** start of Material for this task **
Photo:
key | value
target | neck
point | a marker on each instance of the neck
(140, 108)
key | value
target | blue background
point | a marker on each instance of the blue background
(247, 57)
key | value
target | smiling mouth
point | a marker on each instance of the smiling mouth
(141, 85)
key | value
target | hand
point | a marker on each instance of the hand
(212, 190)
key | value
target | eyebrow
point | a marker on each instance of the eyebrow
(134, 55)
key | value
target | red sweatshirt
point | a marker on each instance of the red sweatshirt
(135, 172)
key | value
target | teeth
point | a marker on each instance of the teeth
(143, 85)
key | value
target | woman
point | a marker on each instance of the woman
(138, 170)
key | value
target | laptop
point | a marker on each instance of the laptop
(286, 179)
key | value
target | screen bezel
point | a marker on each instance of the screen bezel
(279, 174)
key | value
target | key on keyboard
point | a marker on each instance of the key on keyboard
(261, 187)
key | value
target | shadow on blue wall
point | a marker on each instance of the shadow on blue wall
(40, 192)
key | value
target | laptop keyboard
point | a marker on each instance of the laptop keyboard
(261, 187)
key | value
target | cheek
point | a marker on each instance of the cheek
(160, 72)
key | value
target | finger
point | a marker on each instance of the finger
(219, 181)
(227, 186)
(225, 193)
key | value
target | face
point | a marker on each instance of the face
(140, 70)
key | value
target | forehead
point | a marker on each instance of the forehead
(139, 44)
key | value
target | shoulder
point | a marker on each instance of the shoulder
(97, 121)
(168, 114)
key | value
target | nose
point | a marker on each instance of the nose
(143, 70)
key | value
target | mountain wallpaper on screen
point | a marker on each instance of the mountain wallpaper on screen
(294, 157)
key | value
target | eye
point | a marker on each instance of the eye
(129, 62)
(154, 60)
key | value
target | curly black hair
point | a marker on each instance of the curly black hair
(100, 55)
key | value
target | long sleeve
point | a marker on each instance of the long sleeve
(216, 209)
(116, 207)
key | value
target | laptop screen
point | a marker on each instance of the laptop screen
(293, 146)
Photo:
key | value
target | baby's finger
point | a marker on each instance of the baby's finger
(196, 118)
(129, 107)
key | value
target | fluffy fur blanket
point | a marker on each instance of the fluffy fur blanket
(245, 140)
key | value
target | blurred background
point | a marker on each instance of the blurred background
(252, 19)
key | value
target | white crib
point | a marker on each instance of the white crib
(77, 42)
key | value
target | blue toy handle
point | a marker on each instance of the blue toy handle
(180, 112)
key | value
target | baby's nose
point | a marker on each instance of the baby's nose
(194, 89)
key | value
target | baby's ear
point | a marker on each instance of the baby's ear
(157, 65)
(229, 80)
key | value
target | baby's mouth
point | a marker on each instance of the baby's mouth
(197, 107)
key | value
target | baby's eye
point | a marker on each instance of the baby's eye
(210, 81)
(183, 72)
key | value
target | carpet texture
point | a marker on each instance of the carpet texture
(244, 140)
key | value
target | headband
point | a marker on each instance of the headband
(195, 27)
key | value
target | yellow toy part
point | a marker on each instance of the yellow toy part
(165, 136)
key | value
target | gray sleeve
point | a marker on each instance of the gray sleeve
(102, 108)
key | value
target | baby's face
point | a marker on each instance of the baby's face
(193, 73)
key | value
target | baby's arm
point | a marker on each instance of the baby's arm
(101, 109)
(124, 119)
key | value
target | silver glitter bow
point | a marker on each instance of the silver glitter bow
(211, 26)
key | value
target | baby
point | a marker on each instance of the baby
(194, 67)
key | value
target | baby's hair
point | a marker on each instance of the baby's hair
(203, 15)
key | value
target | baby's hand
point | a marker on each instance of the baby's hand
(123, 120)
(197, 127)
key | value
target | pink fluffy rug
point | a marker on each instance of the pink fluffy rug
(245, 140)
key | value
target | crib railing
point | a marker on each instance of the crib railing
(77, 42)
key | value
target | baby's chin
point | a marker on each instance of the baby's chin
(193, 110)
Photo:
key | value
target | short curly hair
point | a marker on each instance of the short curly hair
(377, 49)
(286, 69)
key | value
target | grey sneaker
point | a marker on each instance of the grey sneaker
** end of Material for this task **
## Task requirements
Reproduce each line verbatim.

## Exercise output
Photo:
key | value
target | neck
point | a marker on each instance of the neck
(140, 108)
key | value
target | blue background
point | a marker on each instance of the blue background
(247, 57)
key | value
target | smiling mouth
point | a marker on each instance of the smiling mouth
(141, 85)
key | value
target | hand
point | a marker on each instance of the hand
(212, 190)
key | value
target | eyebrow
point | a marker on each instance of the eyebrow
(134, 55)
key | value
target | red sweatshirt
point | a marker on each instance of the red sweatshirt
(135, 172)
key | value
target | teeth
point | a marker on each instance of the teeth
(143, 85)
key | value
target | woman
point | a marker on each instance of the woman
(138, 170)
key | value
target | laptop
point | a marker on each instance of the laptop
(286, 179)
key | value
target | screen bezel
point | a marker on each instance of the screen bezel
(279, 174)
key | value
target | key on keyboard
point | a marker on each instance of the key on keyboard
(261, 187)
key | value
target | shadow on blue wall
point | a marker on each instance of the shadow on blue wall
(40, 192)
key | value
target | laptop keyboard
point | a marker on each instance of the laptop keyboard
(261, 187)
key | value
target | cheek
point | a marker on each instance of the cheek
(160, 72)
key | value
target | finger
point | a marker on each instance of the finger
(219, 181)
(227, 186)
(225, 193)
key | value
target | face
point | a marker on each instance of the face
(140, 70)
key | value
target | forehead
point | a marker on each instance of the forehead
(139, 44)
key | value
target | shoulder
point | a marker on each instance of the shoulder
(97, 121)
(168, 114)
key | value
target | nose
point | a marker on each instance of the nose
(143, 70)
key | value
target | mountain wallpaper on screen
point | a marker on each instance of the mountain wallpaper on screen
(294, 157)
key | value
target | eye
point | a marker on each instance of the eye
(129, 62)
(154, 60)
key | value
target | curly black hair
point | a marker on each instance of the curly black hair
(100, 55)
key | value
target | long sleeve
point | a marker on each instance of the long sleeve
(216, 209)
(116, 207)
key | value
target | laptop screen
point | a marker on each instance of the laptop screen
(293, 146)
Photo:
key | value
target | baby's finger
point | a marker on each instance of the baby's finger
(196, 118)
(129, 107)
key | value
target | fluffy fur blanket
point | a marker on each instance of the fluffy fur blanket
(245, 140)
key | value
target | blurred background
point | a marker on each instance of the blurred background
(252, 19)
key | value
target | white crib
point | a marker on each instance of the white crib
(77, 42)
key | value
target | blue toy handle
point | a marker on each instance of the blue toy handle
(180, 112)
key | value
target | baby's nose
point | a marker on each instance of the baby's nose
(194, 89)
key | value
target | baby's ear
point | a marker on each instance of the baby's ear
(157, 65)
(229, 80)
key | value
target | baby's mouth
point | a marker on each instance of the baby's mouth
(197, 107)
key | value
target | baby's eye
point | a marker on each instance of the baby's eye
(210, 81)
(183, 72)
key | value
target | carpet texture
point | a marker on each instance of the carpet texture
(244, 140)
key | value
target | headband
point | a marker on each instance of the headband
(195, 27)
key | value
target | yellow toy part
point | a marker on each instance of the yellow toy part
(165, 136)
key | value
target | gray sleeve
point | a marker on each instance of the gray sleeve
(102, 108)
key | value
target | baby's face
point | a marker on each instance of the baby's face
(193, 73)
key | value
target | baby's arm
point | a marker on each instance of the baby's arm
(101, 109)
(124, 119)
key | value
target | silver glitter bow
point | a marker on each instance of the silver glitter bow
(211, 26)
key | value
target | baby
point | a marker on each instance of the baby
(194, 67)
key | value
target | baby's hair
point | a marker on each instance of the baby's hair
(203, 15)
key | value
target | baby's hand
point | a marker on each instance of the baby's hand
(123, 120)
(197, 127)
key | value
target | pink fluffy rug
point | a marker on each instance of the pink fluffy rug
(245, 140)
key | value
target | crib railing
point | a marker on each instance of the crib railing
(77, 42)
key | value
target | baby's chin
point | a marker on each instance of the baby's chin
(193, 110)
Photo:
key | value
target | short curly hair
point | a marker on each instance of the short curly hair
(377, 49)
(286, 69)
key | value
target | grey sneaker
point | a marker on each instance of the grey sneaker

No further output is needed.